**EXERCISE DESCRIPTION:**
Set down exactly, and only, the lines from the one with "point: green leaf" to the final line of the entries, both included.

**TASK DATA:**
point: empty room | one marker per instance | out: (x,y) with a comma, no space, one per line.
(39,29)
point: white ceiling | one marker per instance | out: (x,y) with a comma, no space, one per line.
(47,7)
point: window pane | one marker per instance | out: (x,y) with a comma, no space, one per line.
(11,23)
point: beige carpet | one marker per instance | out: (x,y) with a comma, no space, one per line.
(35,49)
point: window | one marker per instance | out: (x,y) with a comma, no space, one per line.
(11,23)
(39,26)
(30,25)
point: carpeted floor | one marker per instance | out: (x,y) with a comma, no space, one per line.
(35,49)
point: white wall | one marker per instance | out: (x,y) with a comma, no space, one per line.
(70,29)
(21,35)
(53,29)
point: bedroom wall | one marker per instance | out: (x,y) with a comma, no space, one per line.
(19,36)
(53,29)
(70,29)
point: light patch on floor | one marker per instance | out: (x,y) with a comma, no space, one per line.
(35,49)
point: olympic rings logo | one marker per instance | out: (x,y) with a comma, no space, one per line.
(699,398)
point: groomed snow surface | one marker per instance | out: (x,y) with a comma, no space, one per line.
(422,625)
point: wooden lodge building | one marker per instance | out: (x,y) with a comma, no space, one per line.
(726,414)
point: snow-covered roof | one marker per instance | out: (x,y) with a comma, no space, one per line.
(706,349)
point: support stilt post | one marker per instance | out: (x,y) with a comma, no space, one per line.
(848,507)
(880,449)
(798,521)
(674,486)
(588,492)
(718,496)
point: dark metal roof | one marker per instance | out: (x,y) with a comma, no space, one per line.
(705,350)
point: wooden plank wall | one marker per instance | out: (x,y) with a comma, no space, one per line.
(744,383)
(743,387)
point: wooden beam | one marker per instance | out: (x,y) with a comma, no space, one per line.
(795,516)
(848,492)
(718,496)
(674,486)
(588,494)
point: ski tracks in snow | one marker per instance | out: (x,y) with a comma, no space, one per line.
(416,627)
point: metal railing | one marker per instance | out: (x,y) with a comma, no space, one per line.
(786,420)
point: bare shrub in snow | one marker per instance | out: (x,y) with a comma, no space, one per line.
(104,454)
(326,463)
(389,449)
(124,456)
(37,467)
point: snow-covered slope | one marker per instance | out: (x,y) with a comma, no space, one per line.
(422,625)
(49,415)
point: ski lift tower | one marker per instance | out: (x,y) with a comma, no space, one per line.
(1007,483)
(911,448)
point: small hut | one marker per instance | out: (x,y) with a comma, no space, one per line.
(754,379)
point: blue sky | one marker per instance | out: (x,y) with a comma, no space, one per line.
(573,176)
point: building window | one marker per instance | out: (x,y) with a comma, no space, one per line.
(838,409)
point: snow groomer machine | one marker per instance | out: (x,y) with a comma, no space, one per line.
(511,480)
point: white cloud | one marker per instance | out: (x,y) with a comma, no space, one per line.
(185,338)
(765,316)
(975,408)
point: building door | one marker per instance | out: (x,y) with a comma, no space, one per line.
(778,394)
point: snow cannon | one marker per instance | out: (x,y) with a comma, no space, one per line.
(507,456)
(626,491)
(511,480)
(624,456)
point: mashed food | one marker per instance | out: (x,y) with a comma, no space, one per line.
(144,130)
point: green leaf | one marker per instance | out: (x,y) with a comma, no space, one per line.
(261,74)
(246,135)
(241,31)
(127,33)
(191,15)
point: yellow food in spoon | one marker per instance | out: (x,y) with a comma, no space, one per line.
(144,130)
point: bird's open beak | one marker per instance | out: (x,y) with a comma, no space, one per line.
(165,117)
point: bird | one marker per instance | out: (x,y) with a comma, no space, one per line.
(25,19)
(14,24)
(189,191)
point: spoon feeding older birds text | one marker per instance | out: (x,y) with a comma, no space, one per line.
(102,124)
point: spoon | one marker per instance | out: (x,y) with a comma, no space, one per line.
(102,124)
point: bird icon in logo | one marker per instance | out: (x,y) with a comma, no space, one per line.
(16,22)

**ANSWER:**
point: green leaf | one marker per instance | out: (x,y) with a comma, no space, one per line.
(261,74)
(246,135)
(241,31)
(127,33)
(191,15)
point: yellow food in spoon | one marker per instance | out: (x,y) with a comma, no space, one per line.
(144,130)
point: bird's open beak | one marker per instance | out: (x,y) with a comma, no space, one per line.
(165,117)
point: bird | one marker per instance | out: (x,y) with a comma, no space, one per line.
(25,19)
(14,24)
(189,191)
point: spoon feeding older birds text | one marker per instance | out: (x,y) with a comma, no space, one per line.
(102,124)
point: spoon | one marker per instance | out: (x,y) with a comma, no space, one per line.
(102,124)
point: bird icon in logo | one marker per instance | out: (x,y) with a comma, no space, one per line.
(16,22)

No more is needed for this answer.